- **PROMPT A**
Pick out every line in the listing below that contains the string "shorts" and copy each of those lines.
######
The fourth project is rifle tubes. Many of the technologies that we work on are transformative; they will fundamentally change the technological landscape of the oil sands and other adjacent sectors. Sometimes lots of small innovations can add up to big things as well. This is the rifle tubes. Right now, in order to produce oil in the oil sands, you usually need to produce steam. The way that—

[Technical difficulty—Editor]

We're back. I'm just going to assume that I can keep going, in the interest of time.

3:45 p.m.

Liberal

The Chair Liberal James Maloney

Yes, we lost you. You were discussing rifle tubes.

3:45 p.m.

Chief Executive, Canada's Oil Sands Innovation Alliance

Dan Wicklum

To produce oil from the oil sands, usually you need steam. The way most companies make steam is they have a pipe through which they put water, and then they heat the outside of the pipe to make the water steam inside the pipe. As it turns out, if you put spiralled lines inside the pipe and you spiral the water, it heats much more evenly. This uses less water and up to 6% less energy, which of course would be up to 6% less in GHGs emitted. This is not a huge technological breakthrough. It has been used in other areas, such as the rifling inside the barrel of a gun, but it is the type of thing that our engineers think about every day.

I have two more examples, Mr. Chair. One is the water technology development centre. This is a $160-million dedicated facility that we are building to test technology. What we are finding is that even if we have good ideas about how to test technology, our testing infrastructure has to keep up with the demand. There is enough motivation among these companies for the infrastructure not to be a bottleneck to progress that we are developing a dedicated, fit-for-purpose water technology development centre.

The last example is an eye-in-the-sky satellite. There is a Montreal company called GHGSat, which is about to launch a satellite that could dramatically increase the resolution of monitoring greenhouse gas emissions. Several of our companies are teaming up with this Montreal company in order to improve the information collection in the Canadian oil sands.

Mr. Chair, my last slide is a sum-up of results to date of COSIA. We were launched about four years ago. We have completed and populated a planning framework. We have 104 written articulations of priority needs that we and our 39 associate members are distributing around the globe to key partners to accelerate the development of solutions. The total number of active projects in our portfolio right now is 252, with a $480-million price tag. The number of technologies actually shared is 819, which cost about $1.3 billion to develop. Those technologies are now being implemented, and the actual environmental impacts are being realized, such as, for example, our 36% decrease in freshwater use intensity.

We have developed an associate member program, now with 39 associate members, to increase our leverage and reach literally around the world. We have associate members from Israel and the U.K., and our hub members reach every continent.

We have been actually quite quiet since we were launched. We really felt that we needed substance in delivery before we started to talk about COSIA. We feel that that's there now, so 2016 is a year when we will be speaking a little more to key partners and key opinion leaders about what we are doing.
######
- **PROMPT B**
According to the transcript, what is the combined price tag of the 252 active projects in the portfolio?
######
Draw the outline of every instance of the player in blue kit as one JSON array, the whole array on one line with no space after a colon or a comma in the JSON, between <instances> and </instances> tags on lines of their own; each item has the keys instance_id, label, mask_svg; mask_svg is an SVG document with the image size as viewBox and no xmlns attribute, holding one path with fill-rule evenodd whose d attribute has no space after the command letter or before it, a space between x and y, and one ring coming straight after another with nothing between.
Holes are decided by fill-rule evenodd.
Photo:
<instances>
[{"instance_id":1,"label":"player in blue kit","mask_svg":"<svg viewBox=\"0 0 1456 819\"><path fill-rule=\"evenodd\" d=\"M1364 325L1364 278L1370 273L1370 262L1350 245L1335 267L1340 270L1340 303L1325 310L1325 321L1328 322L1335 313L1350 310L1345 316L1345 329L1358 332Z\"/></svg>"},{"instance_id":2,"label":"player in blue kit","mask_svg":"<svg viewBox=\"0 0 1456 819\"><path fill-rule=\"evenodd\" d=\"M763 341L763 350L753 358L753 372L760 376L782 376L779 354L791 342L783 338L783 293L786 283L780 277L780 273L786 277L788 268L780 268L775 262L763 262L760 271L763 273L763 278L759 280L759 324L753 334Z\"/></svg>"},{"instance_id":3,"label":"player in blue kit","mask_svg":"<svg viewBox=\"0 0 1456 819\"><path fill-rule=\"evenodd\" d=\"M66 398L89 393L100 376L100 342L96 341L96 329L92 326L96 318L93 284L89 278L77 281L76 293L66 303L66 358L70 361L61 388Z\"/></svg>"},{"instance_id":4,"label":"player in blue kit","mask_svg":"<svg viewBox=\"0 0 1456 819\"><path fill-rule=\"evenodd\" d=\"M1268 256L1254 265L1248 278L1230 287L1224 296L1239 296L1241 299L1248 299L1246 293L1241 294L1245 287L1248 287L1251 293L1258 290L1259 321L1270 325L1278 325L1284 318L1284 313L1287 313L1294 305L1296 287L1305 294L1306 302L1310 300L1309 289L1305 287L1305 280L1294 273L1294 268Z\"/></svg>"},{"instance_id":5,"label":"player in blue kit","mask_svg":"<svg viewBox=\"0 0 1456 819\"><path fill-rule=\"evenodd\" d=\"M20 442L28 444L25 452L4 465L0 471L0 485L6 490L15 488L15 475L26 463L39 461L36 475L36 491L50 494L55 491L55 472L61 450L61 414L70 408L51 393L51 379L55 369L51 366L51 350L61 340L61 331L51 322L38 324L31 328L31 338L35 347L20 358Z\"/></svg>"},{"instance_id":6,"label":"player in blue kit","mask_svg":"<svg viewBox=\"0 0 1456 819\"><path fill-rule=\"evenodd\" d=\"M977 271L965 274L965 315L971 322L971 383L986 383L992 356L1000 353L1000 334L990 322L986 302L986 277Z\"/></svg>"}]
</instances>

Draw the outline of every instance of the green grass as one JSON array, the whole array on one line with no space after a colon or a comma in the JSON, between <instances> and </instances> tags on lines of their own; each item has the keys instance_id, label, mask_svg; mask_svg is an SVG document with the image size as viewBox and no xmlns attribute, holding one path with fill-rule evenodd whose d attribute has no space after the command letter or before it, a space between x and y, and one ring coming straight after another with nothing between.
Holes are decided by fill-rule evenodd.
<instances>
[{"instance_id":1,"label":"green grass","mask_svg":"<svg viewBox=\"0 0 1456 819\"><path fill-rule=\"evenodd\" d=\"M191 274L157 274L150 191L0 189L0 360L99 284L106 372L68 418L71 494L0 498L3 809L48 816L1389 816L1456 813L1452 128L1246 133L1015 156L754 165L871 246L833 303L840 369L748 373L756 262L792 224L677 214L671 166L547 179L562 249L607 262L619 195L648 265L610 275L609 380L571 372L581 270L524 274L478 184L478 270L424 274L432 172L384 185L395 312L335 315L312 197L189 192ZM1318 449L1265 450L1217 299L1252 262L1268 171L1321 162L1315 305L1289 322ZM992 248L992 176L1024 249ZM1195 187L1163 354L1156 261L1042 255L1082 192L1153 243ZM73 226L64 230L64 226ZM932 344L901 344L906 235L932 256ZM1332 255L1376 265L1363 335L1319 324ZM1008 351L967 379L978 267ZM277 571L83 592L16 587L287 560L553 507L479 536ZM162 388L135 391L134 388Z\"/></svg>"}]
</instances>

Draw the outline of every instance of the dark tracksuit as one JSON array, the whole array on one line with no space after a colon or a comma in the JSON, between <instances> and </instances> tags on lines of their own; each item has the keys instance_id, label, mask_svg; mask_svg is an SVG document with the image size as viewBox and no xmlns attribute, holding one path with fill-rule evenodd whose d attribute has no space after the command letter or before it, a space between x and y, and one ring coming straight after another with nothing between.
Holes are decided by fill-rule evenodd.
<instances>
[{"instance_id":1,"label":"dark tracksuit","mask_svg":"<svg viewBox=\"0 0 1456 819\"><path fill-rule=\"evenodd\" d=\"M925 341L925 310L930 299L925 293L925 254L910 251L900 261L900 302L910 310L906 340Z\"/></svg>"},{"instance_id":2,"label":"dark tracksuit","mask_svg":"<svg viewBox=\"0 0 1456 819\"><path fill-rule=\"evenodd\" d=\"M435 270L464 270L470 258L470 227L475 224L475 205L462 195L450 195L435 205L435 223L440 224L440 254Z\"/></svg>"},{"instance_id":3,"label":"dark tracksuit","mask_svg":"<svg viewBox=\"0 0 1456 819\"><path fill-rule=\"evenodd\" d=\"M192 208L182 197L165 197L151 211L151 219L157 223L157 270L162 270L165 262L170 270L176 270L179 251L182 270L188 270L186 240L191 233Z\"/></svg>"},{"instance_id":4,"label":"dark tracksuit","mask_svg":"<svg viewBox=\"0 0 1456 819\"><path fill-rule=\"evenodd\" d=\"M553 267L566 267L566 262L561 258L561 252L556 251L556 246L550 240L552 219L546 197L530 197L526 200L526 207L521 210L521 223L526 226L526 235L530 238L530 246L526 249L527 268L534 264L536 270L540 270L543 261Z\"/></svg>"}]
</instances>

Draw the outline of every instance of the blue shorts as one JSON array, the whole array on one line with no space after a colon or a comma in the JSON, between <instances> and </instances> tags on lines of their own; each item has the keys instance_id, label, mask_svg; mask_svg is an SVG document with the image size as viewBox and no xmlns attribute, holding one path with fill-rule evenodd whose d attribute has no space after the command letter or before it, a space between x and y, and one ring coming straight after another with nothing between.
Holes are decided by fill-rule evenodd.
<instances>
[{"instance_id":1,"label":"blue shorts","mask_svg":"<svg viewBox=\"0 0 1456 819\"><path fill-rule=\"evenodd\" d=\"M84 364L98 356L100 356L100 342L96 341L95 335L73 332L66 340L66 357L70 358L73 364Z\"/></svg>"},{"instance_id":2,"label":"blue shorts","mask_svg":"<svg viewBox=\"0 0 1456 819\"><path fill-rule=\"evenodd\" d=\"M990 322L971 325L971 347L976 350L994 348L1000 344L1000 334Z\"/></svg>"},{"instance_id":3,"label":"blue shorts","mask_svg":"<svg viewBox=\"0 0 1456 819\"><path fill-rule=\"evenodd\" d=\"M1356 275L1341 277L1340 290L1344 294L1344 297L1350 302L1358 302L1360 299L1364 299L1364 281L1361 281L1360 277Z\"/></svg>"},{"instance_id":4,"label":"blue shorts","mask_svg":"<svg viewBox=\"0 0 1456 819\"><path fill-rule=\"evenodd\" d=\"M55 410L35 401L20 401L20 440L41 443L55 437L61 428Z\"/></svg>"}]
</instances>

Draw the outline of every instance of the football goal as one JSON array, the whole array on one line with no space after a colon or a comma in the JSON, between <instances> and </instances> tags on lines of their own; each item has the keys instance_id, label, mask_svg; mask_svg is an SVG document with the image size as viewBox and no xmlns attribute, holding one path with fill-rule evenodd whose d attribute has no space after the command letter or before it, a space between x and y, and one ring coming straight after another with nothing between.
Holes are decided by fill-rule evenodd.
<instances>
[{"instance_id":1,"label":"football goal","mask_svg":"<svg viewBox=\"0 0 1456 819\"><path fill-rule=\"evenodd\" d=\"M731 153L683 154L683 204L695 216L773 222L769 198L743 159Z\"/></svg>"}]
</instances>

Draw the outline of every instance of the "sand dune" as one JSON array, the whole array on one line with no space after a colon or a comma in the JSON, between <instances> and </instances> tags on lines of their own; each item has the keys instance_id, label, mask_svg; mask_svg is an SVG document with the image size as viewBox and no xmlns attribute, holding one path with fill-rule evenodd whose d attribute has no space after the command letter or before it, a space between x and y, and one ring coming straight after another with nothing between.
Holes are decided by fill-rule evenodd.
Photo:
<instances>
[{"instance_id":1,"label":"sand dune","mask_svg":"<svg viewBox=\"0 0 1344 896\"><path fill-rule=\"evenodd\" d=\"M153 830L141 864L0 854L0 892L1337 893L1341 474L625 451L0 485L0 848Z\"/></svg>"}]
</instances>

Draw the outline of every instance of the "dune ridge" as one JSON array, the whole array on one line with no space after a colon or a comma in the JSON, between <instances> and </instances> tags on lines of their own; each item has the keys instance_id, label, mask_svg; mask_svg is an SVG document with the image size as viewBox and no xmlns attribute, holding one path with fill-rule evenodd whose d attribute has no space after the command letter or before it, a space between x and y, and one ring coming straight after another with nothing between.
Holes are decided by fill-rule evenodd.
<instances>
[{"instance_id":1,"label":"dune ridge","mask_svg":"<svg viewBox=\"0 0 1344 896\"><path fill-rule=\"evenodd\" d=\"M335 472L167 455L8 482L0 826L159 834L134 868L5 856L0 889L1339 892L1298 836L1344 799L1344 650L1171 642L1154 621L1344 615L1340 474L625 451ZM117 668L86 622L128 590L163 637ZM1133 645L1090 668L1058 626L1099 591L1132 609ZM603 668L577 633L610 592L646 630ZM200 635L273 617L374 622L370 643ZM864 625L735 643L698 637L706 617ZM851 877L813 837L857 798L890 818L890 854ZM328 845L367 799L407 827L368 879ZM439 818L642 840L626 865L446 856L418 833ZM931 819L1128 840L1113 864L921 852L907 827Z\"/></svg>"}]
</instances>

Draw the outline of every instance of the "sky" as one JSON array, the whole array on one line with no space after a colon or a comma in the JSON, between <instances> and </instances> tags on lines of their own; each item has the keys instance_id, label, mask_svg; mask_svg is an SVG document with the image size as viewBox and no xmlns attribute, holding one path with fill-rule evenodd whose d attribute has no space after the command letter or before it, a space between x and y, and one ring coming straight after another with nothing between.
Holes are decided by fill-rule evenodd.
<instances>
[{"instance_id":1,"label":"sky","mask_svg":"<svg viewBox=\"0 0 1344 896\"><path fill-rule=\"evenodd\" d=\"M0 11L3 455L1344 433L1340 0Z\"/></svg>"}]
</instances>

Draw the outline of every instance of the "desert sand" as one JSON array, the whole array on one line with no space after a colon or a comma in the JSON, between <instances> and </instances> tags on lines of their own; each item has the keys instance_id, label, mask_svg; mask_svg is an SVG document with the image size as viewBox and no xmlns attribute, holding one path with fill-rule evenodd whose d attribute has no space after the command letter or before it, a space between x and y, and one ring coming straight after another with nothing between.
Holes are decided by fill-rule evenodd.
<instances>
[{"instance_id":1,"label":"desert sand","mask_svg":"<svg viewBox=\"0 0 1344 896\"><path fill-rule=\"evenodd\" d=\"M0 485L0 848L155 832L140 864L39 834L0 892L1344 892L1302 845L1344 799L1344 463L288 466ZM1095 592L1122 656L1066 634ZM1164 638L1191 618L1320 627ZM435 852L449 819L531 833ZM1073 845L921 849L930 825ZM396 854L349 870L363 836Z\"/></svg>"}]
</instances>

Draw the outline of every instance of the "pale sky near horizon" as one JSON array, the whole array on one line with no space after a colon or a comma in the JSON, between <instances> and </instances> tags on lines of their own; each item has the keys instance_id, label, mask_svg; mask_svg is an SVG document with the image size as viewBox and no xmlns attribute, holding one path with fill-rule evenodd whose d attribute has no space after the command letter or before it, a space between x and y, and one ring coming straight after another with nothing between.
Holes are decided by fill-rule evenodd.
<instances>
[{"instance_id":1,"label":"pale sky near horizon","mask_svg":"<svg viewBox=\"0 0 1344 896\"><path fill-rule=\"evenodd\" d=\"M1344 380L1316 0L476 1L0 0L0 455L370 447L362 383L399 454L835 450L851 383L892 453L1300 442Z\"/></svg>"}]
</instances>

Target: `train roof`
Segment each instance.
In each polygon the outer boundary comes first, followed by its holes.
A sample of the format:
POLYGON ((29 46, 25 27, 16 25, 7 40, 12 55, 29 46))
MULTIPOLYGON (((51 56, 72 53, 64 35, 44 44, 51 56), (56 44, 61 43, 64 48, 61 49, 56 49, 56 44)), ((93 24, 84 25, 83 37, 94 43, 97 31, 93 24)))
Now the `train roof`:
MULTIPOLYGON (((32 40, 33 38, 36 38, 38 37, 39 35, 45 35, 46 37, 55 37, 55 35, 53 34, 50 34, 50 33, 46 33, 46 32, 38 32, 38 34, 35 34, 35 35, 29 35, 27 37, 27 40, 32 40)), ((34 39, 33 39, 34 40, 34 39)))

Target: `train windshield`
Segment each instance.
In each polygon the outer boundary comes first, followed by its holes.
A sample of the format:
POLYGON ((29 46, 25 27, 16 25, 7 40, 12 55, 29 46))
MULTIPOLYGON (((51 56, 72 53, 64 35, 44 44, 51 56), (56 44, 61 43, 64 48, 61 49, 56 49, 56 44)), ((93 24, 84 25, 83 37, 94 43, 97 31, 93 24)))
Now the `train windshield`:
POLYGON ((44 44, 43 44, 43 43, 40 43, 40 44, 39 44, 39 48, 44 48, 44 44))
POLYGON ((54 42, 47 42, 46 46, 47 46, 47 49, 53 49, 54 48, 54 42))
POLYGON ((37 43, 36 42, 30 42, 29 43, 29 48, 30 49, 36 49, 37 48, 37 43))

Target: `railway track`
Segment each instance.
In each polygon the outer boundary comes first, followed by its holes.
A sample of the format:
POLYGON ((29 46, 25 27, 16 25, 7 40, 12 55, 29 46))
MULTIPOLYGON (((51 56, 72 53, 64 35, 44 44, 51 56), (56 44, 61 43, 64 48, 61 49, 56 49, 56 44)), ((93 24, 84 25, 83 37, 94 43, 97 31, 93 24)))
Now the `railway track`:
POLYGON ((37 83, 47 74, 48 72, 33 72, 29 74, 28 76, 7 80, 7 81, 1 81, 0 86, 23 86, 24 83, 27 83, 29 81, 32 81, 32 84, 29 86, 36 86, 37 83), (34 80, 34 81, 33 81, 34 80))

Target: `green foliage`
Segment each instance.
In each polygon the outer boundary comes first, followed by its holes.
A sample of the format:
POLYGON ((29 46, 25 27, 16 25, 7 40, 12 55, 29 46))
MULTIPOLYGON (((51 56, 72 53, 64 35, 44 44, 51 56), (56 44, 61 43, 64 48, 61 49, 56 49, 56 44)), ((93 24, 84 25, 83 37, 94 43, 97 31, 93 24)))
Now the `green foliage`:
######
- **COMPLETE OUTPUT A**
Draw the outline of every instance of the blue shorts as one JSON array, the whole array on one line with no space after a colon or a comma in the JSON, between <instances> and </instances> tags on lines of their own; each item has the keys instance_id, label, mask_svg; mask_svg is an SVG document with the image size as viewBox and no xmlns attribute, holding one path with fill-rule evenodd whose d attribute has no space after the command letter or before it, a space between x and y, and one ring coming straight after another with nothing between.
[{"instance_id":1,"label":"blue shorts","mask_svg":"<svg viewBox=\"0 0 1456 819\"><path fill-rule=\"evenodd\" d=\"M84 364L98 356L100 356L100 342L96 341L95 335L73 332L66 340L66 357L70 358L73 364Z\"/></svg>"},{"instance_id":2,"label":"blue shorts","mask_svg":"<svg viewBox=\"0 0 1456 819\"><path fill-rule=\"evenodd\" d=\"M990 322L971 325L971 347L976 350L994 348L1000 344L1000 334Z\"/></svg>"},{"instance_id":3,"label":"blue shorts","mask_svg":"<svg viewBox=\"0 0 1456 819\"><path fill-rule=\"evenodd\" d=\"M1356 275L1341 277L1340 290L1344 294L1344 297L1350 302L1358 302L1360 299L1364 299L1364 281L1361 281L1360 277Z\"/></svg>"},{"instance_id":4,"label":"blue shorts","mask_svg":"<svg viewBox=\"0 0 1456 819\"><path fill-rule=\"evenodd\" d=\"M55 410L35 401L20 401L20 440L41 443L55 437L61 428Z\"/></svg>"}]

- **COMPLETE OUTPUT B**
$480 million.